• EXTRACT:
One of the first things the malware does is to collect all the DLL file names under the System32 folder. From that list, it randomly selects two names from which it constructs a path …\dllName1\dllName2.exe (e.g. …\comdlg32\ das.exe). This behavior has not been observed in other articles; in those cases, Emotet had a hardcoded list of keywords to generate the final path. It is assumed that in both cases, given that the name is predictable, it is easier for Emotet to delete older / existing versions and update accordingly. After constructing the path, Emotet copies itself to its destination.

It should be noted that the parent path can either be System32 or Local AppData. This is decided after checking whether the user is running with Administrator rights or not. The check takes place by trying to access Service Manager with full access rights; if it fails that means that the current user does not have Administrator rights.

Figure 7 — Target Path based on permissions

In both cases, Emotet changes the file modification time to sometime in the past going back 0x534E0000 ticks, to hinder disk forensics activities. However, this is not the only reason. After copying itself to the final destination, it executes a new instance of itself while the first one exits. There is a significant junction which is related to the 0x534E0000 offset. If the file modification date is less than that, then Emotet follows the “preparation” path otherwise follows the detonation path. In case the user has administrator rights, a new service is created where the service executable path is set based on the procedure described above

C&C Communication Preparation

The most important step for the Command and Control communication establishment is the communication key generation. This knowledge is extremely important because it can be used by an analyst for further investigation of the exchanged traffic. Emotet has an RSA public key hardcoded in the binary (offset 0xD2D0) but in an encrypted form. The algorithm used for decrypting the key is again XOR based. It should be noted that the same decryption algorithm is also used for decrypting the additional downloaded modules which will be described later.

Figure 8 — Decryption routine

Initially, the algorithm separates the first 8 bytes in a pair of 4byte sequence and XORs them in order to get the required size of the decryption buffer. For enhanced performance Emotet uses MMX registers for the XOR operations thus using of 16 bytes at once

Figure 9- Encrypted buffer
Figure 10 — Decrypted RSA key

The key is decoded and then Imported in the Crypto Context. Then, an AES128 key is randomly generated. This will serve as a session key for the encryption of all future communications between the victim and the C&C. The initial data exchange with the C&C will contain the AES128 key encrypted with the RSA1024 public key.

Figure 11 — Session Key Generation

Another important factor is the IP address list which is hardcoded in the binary without any protection. The extraction of the IP address list can be easily done with the use of a Proxy software such as Fiddler, or any other connection list monitoring application. The only thing required is to disallow all network connections thus forcing the malware to loop through the IP address list. The structure is very simple. For each sequence there are 4 bytes for the IP and two bytes for the port. In between there are 2 bytes of garbage.

• RECORD EXCERPTS:
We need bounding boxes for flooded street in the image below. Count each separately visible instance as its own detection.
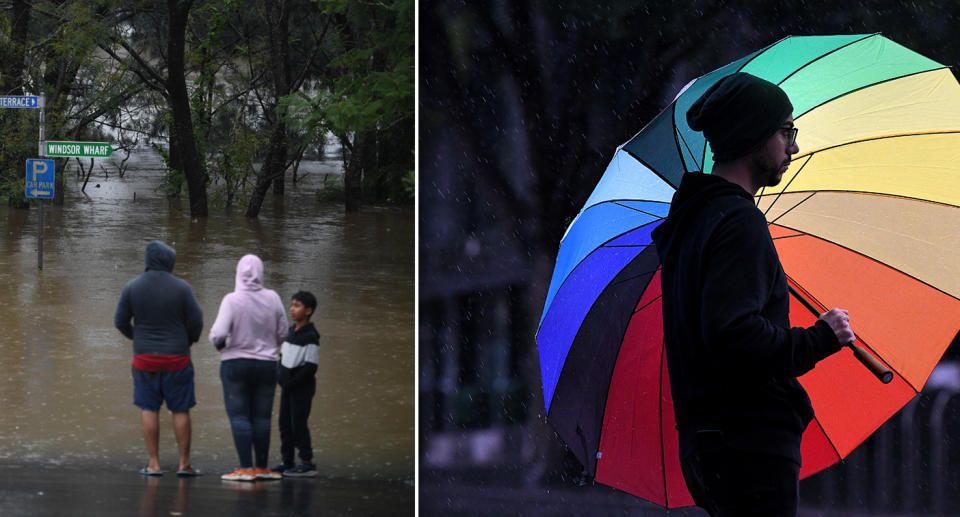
[0,146,414,496]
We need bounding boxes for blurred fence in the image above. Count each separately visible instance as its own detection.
[801,362,960,515]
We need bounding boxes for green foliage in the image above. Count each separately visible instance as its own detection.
[207,126,263,208]
[153,145,185,198]
[317,176,345,203]
[0,109,38,206]
[403,169,417,201]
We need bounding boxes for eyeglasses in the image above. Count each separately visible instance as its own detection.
[780,127,798,145]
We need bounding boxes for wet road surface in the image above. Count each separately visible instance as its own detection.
[0,463,414,517]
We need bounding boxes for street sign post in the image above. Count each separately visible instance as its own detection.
[26,159,55,199]
[0,95,40,108]
[24,159,56,270]
[43,142,113,158]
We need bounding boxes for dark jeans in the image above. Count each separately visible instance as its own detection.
[220,359,277,468]
[280,379,317,465]
[680,436,800,517]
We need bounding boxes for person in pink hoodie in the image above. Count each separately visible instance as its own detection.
[210,255,287,481]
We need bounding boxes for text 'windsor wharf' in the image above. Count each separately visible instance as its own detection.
[47,144,113,156]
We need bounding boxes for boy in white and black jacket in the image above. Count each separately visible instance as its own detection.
[273,291,320,477]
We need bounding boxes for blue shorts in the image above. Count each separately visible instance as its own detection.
[130,361,197,412]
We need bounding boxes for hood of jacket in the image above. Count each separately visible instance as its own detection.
[652,172,753,263]
[235,255,263,291]
[144,241,177,273]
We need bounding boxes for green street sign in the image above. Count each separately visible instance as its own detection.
[46,142,113,158]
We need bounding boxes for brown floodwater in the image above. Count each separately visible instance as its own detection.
[0,147,414,482]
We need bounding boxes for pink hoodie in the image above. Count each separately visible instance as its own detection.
[210,255,287,361]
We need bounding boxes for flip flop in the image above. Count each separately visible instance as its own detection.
[140,467,163,476]
[177,466,203,477]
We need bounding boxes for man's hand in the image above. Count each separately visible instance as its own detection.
[820,309,854,345]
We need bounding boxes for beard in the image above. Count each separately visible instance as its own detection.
[754,154,790,187]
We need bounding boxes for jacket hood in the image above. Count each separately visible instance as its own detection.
[651,172,753,262]
[235,255,263,291]
[144,241,177,273]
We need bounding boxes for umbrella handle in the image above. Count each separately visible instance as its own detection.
[847,341,893,384]
[787,283,893,384]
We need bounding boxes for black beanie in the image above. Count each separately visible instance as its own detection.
[687,72,793,162]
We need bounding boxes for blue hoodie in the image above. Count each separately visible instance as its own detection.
[113,241,203,355]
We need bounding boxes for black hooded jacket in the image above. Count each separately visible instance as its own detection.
[653,173,841,463]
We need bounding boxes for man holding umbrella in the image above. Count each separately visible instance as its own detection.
[653,72,854,517]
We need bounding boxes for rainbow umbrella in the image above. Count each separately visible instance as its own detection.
[537,34,960,507]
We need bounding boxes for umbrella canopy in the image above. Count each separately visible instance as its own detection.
[537,34,960,507]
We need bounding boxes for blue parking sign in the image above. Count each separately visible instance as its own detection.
[26,159,56,199]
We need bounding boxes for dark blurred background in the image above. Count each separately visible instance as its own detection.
[418,0,960,515]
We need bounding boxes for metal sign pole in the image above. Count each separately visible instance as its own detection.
[37,93,45,271]
[37,199,43,271]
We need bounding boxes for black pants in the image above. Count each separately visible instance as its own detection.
[279,379,317,465]
[680,445,800,517]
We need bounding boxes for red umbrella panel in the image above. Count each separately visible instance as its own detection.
[537,34,960,507]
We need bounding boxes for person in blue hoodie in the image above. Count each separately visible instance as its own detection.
[114,241,203,476]
[653,72,854,517]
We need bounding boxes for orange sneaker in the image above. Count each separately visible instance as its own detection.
[220,469,257,481]
[253,468,283,479]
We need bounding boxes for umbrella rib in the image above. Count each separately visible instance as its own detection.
[813,416,843,474]
[756,189,958,208]
[621,147,686,189]
[657,337,670,506]
[763,192,817,225]
[788,129,960,158]
[777,32,880,88]
[777,224,960,306]
[787,275,920,392]
[633,294,663,314]
[794,67,950,118]
[612,199,664,221]
[610,268,660,288]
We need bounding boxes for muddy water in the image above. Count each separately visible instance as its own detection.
[0,151,414,480]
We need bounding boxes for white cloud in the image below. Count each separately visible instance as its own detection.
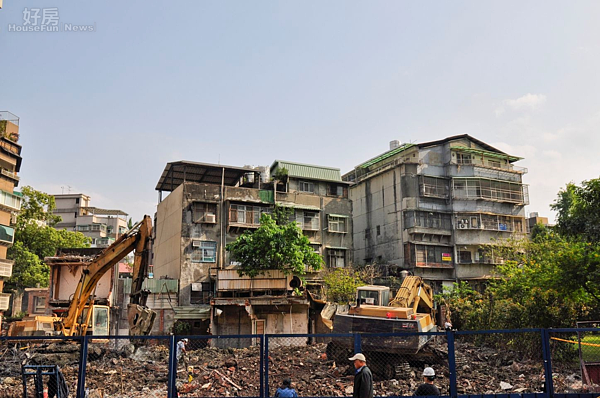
[494,93,547,117]
[504,94,546,110]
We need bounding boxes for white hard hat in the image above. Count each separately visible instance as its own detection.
[423,368,435,377]
[348,353,367,362]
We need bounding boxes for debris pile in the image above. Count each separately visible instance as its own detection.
[0,342,582,398]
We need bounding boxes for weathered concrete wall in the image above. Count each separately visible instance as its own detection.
[50,265,114,302]
[179,183,227,305]
[456,264,495,279]
[154,185,183,279]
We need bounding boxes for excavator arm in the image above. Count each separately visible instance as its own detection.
[59,216,156,336]
[389,276,434,313]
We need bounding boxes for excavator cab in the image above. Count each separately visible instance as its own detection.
[81,305,110,336]
[356,285,390,305]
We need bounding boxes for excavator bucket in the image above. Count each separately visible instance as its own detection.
[127,304,156,336]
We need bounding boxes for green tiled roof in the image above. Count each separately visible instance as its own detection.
[450,145,523,162]
[358,144,414,169]
[271,160,342,181]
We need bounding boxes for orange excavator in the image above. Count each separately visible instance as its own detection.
[9,216,156,336]
[324,276,437,377]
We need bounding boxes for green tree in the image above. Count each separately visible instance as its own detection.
[226,214,323,277]
[323,268,366,304]
[551,178,600,243]
[4,187,90,292]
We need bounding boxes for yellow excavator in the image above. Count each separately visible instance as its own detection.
[326,276,437,377]
[8,216,156,336]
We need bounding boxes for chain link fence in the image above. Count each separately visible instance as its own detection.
[549,329,600,394]
[0,338,81,398]
[85,337,169,398]
[454,331,544,395]
[176,336,263,397]
[0,328,600,398]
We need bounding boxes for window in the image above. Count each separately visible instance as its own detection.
[328,214,348,233]
[412,244,452,267]
[310,243,321,254]
[327,249,346,268]
[192,202,217,224]
[296,210,319,231]
[298,181,315,193]
[33,296,46,314]
[191,241,217,263]
[456,153,471,164]
[229,205,270,225]
[458,251,472,264]
[327,184,346,197]
[421,176,449,198]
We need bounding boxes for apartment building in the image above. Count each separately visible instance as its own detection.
[0,111,21,323]
[53,193,127,247]
[152,160,352,345]
[343,135,528,291]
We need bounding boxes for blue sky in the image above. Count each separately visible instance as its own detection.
[0,0,600,219]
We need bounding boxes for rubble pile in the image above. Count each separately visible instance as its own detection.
[0,342,582,398]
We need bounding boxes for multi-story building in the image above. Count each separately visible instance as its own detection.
[343,135,528,291]
[0,111,21,322]
[54,193,127,247]
[152,161,352,340]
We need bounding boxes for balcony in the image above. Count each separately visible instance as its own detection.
[0,293,10,311]
[0,191,21,211]
[0,225,15,246]
[217,269,292,292]
[0,258,14,278]
[455,213,525,234]
[452,177,529,205]
[419,176,449,199]
[0,169,21,183]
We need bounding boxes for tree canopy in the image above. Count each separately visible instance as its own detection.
[4,187,90,290]
[226,214,323,277]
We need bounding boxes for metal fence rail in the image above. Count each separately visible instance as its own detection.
[0,328,600,398]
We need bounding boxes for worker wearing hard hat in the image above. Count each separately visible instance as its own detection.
[415,368,440,396]
[348,353,373,398]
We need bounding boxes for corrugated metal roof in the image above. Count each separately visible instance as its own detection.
[357,144,414,169]
[122,278,179,293]
[173,305,210,320]
[450,145,523,162]
[271,160,342,182]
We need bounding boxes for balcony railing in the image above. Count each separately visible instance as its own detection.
[0,169,21,181]
[0,293,10,311]
[0,225,15,246]
[452,178,529,205]
[217,269,291,292]
[0,259,14,278]
[0,191,21,211]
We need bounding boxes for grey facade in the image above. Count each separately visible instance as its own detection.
[343,135,528,291]
[152,161,353,338]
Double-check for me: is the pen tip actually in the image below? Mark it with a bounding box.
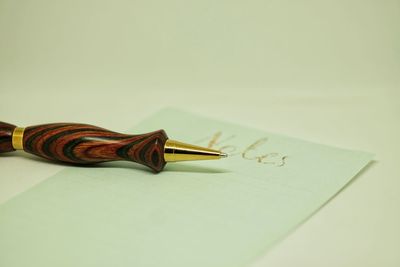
[219,153,228,158]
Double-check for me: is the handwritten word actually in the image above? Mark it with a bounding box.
[196,131,287,167]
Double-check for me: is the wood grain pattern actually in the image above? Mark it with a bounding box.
[23,123,168,172]
[0,121,16,153]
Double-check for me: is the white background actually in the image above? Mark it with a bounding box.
[0,0,400,267]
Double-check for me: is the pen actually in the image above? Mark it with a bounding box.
[0,122,227,173]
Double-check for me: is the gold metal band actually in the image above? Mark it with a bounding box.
[164,139,227,162]
[12,127,25,150]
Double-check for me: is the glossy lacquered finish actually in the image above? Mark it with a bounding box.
[0,121,17,153]
[0,123,168,172]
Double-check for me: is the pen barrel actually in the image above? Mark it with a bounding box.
[0,123,168,172]
[0,121,17,153]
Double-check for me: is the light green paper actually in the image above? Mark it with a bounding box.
[0,109,372,267]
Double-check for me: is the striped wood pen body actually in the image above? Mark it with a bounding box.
[0,122,226,172]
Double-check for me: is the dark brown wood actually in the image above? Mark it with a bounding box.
[0,121,17,153]
[23,123,168,172]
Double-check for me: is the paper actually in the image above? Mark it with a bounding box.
[0,109,372,267]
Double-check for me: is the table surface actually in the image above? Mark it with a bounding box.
[0,0,400,267]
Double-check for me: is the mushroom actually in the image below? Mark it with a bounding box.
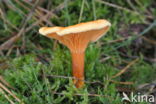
[39,19,111,88]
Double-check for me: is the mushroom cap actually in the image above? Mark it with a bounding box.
[39,19,111,42]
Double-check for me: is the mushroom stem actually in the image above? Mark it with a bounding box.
[71,52,85,88]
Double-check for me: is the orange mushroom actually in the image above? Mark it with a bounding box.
[39,19,111,88]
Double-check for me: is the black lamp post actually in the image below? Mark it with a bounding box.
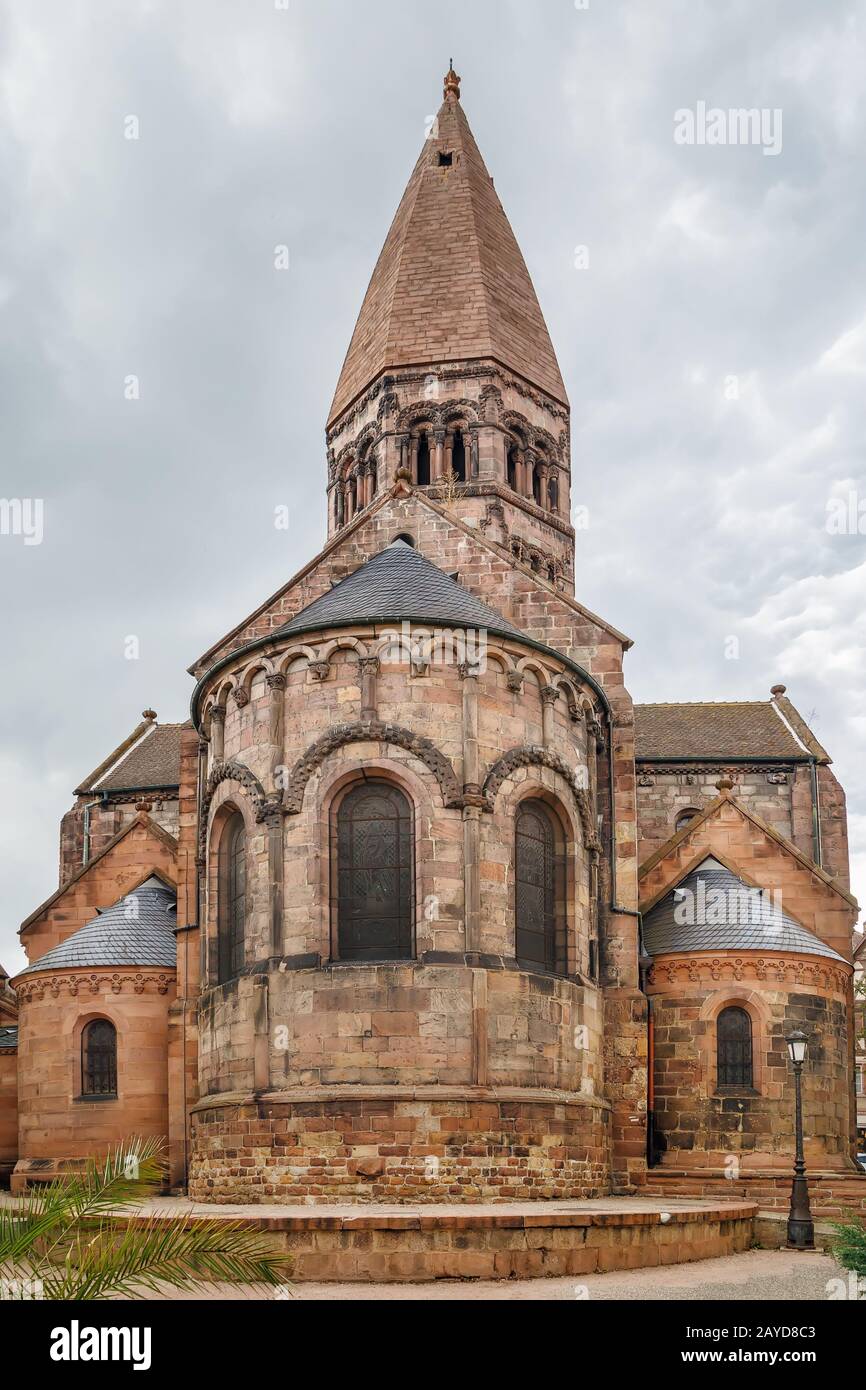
[785,1031,815,1250]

• SHORT TASK:
Write out, word for word, the part of the Emotet analysis starting with "The key is decoded" and going on through "bytes of garbage.".

• FINAL ANSWER:
The key is decoded and then Imported in the Crypto Context. Then, an AES128 key is randomly generated. This will serve as a session key for the encryption of all future communications between the victim and the C&C. The initial data exchange with the C&C will contain the AES128 key encrypted with the RSA1024 public key.

Figure 11 — Session Key Generation

Another important factor is the IP address list which is hardcoded in the binary without any protection. The extraction of the IP address list can be easily done with the use of a Proxy software such as Fiddler, or any other connection list monitoring application. The only thing required is to disallow all network connections thus forcing the malware to loop through the IP address list. The structure is very simple. For each sequence there are 4 bytes for the IP and two bytes for the port. In between there are 2 bytes of garbage.